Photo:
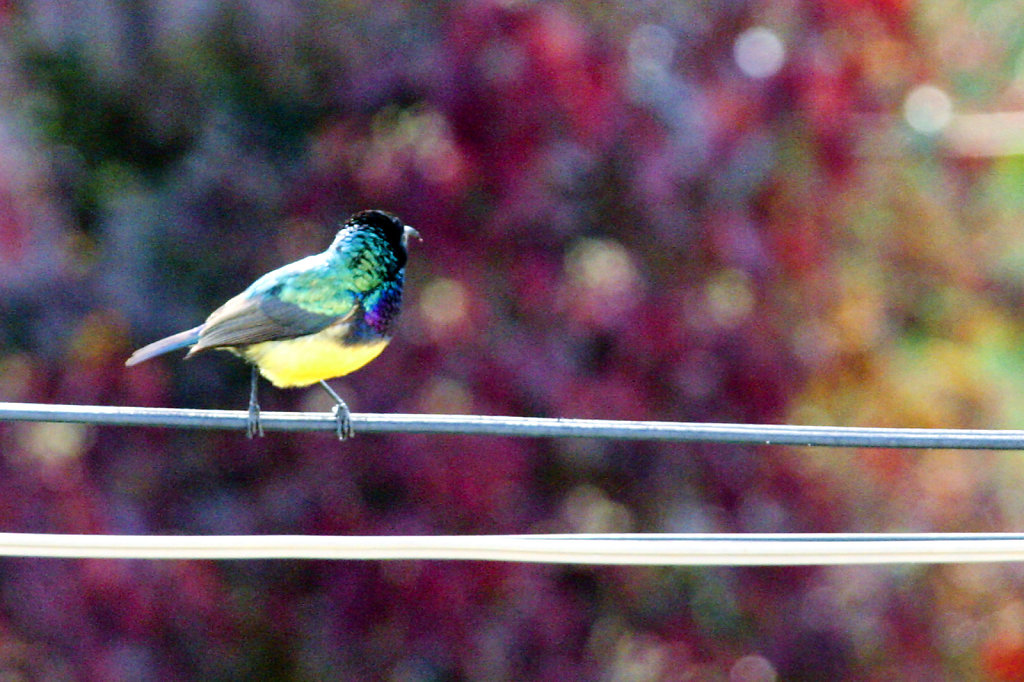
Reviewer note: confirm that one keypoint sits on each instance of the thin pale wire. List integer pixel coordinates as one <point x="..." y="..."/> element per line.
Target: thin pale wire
<point x="653" y="549"/>
<point x="627" y="549"/>
<point x="767" y="434"/>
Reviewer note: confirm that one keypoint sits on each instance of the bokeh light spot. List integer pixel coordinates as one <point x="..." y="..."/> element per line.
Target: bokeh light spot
<point x="52" y="442"/>
<point x="729" y="297"/>
<point x="650" y="49"/>
<point x="759" y="52"/>
<point x="601" y="265"/>
<point x="928" y="109"/>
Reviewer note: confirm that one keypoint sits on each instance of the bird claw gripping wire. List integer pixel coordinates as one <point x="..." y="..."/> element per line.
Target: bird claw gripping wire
<point x="341" y="414"/>
<point x="253" y="426"/>
<point x="344" y="418"/>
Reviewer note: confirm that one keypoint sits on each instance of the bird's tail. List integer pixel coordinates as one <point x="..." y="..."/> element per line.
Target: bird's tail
<point x="172" y="342"/>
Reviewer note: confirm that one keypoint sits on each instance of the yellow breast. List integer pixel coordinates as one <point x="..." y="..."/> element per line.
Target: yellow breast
<point x="307" y="359"/>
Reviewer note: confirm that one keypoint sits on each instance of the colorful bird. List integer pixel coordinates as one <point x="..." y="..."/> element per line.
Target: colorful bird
<point x="320" y="317"/>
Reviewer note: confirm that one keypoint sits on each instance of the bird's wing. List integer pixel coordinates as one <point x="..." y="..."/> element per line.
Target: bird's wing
<point x="257" y="317"/>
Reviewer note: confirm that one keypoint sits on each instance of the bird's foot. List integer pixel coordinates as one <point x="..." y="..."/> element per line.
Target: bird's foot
<point x="253" y="425"/>
<point x="344" y="418"/>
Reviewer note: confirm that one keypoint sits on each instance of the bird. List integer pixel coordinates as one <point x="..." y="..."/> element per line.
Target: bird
<point x="320" y="317"/>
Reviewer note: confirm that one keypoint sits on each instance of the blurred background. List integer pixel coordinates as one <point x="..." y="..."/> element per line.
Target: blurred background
<point x="755" y="211"/>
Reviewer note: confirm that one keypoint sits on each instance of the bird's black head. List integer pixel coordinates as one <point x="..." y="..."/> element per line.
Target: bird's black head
<point x="387" y="224"/>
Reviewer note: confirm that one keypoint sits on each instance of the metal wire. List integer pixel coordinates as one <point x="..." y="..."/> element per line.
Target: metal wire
<point x="625" y="549"/>
<point x="768" y="434"/>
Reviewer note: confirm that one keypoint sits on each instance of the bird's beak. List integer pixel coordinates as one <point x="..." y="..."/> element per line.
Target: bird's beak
<point x="410" y="231"/>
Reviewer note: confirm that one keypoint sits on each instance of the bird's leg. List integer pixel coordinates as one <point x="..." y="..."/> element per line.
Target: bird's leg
<point x="341" y="413"/>
<point x="253" y="427"/>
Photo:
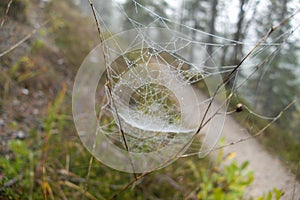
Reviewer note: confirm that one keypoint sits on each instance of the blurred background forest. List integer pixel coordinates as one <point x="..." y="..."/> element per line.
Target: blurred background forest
<point x="42" y="44"/>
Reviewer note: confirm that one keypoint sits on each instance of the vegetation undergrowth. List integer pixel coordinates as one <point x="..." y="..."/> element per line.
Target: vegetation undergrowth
<point x="51" y="162"/>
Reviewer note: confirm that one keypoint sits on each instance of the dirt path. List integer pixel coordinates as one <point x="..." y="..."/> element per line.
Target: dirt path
<point x="268" y="170"/>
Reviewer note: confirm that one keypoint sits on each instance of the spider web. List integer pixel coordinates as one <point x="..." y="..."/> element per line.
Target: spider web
<point x="162" y="92"/>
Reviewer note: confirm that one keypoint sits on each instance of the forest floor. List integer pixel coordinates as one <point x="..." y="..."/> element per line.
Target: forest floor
<point x="269" y="171"/>
<point x="26" y="101"/>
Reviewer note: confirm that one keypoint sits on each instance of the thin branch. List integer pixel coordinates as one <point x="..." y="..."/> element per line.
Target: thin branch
<point x="295" y="182"/>
<point x="109" y="86"/>
<point x="23" y="39"/>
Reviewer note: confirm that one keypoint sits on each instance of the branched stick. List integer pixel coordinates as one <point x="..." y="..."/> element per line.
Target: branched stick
<point x="109" y="86"/>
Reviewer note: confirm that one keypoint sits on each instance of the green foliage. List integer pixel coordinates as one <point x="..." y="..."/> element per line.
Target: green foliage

==========

→ Task description: Check each line of the entries above, and show every one holding the word "green".

→ Your solution:
Reviewer note: confirm that one keypoint sits on each instance of the green foliage. List integer pixel coordinates as one <point x="..." y="..."/> element per line.
Target: green foliage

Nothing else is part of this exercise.